#### TEXT TO READ:
Examples of abuse include:
name-calling or putdowns
keeping a partner from contacting their family or friends
stopping a partner from getting or keeping a job
actual or threatened physical harm
Violence can be criminal and includes physical assault (hitting, pushing, shoving, etc.), sexual abuse (unwanted or forced sexual activity), and stalking. Although emotional, psychological and financial abuse are not criminal behaviors, they are forms of abuse and can lead to criminal violence.
The violence takes many forms and can happen all the time or once in a while. An important step to help yourself or someone you know in preventing or stopping violence is recognizing the warning signs listed on the "Violence Wheel."
The chart below is a way of looking at the behaviors abusers use to get and keep control in their relationships. Battering is a choice. It is used to gain power and control over another person. Physical abuse is only one part of a system of abusive behaviors.
Abuse is never a one time event.
This chart uses the wheel to show the relationship of physical abuse to other forms of abuse. Each part shows a way to control or gain power.

#### STATED GOAL A:
Return every line of the rows below that contains the string "target", treating uppercase and lowercase as distinct.

[Extracted records]
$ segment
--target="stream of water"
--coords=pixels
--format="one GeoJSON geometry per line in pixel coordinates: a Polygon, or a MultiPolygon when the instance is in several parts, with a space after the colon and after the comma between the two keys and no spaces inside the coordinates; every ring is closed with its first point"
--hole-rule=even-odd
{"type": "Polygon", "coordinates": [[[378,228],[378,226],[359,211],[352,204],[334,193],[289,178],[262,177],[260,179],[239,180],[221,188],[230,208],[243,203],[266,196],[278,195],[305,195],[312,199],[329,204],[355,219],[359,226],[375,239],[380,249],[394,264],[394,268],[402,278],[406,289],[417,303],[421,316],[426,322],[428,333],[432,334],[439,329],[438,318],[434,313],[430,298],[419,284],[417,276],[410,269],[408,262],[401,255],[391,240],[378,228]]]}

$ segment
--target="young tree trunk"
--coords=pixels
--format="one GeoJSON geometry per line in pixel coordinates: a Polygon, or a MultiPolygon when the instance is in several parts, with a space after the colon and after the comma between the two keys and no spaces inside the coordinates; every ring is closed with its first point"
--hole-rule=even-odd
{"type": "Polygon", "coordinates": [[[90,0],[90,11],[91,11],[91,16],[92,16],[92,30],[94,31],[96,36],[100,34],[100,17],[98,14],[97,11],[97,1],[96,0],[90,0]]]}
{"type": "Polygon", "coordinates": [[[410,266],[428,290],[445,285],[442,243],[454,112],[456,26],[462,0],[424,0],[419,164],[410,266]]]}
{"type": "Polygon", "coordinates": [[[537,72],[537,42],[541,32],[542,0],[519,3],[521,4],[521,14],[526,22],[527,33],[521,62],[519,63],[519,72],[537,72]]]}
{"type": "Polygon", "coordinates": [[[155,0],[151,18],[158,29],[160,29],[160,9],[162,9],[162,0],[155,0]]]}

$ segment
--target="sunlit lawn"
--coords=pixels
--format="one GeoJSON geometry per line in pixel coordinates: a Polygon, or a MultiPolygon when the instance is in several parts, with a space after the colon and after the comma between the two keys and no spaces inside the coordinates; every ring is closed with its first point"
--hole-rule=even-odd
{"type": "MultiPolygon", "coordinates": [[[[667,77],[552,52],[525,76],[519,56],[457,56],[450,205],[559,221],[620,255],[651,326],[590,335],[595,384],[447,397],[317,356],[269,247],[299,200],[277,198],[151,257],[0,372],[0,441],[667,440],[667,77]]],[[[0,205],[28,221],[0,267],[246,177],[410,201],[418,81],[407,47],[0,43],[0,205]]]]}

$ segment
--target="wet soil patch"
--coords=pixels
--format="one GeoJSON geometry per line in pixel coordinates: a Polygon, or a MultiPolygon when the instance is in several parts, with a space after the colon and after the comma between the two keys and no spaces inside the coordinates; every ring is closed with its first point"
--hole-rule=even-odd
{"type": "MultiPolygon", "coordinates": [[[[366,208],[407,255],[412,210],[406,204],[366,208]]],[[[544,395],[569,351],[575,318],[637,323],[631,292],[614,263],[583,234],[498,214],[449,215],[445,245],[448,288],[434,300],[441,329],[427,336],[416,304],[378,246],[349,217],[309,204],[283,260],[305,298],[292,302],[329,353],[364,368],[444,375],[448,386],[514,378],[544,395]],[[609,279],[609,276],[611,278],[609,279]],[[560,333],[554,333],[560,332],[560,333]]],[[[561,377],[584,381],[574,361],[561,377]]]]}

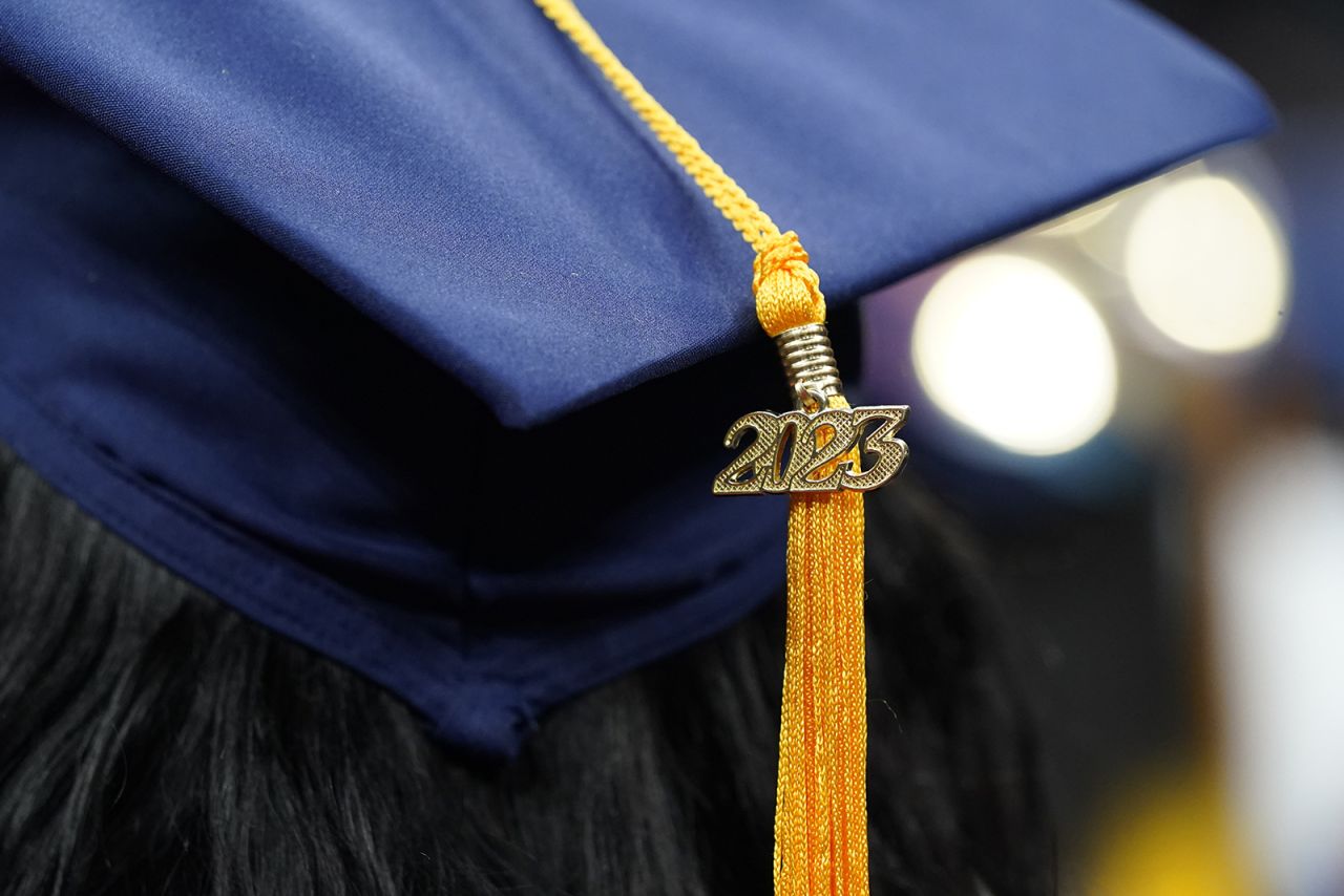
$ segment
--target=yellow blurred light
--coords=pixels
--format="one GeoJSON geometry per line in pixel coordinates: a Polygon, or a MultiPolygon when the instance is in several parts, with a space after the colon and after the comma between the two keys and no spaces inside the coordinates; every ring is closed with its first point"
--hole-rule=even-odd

#### STATED GOAL B:
List the examples of abuse given at the start of the passage on abuse above.

#### TASK ANSWER A:
--target="stream of water"
--target="young tree trunk"
--target="sunlit lawn"
--target="wet soil patch"
--target=yellow blurred light

#### TASK ANSWER B:
- name-calling or putdowns
- keeping a partner from contacting their family or friends
- stopping a partner from getting or keeping a job
- actual or threatened physical harm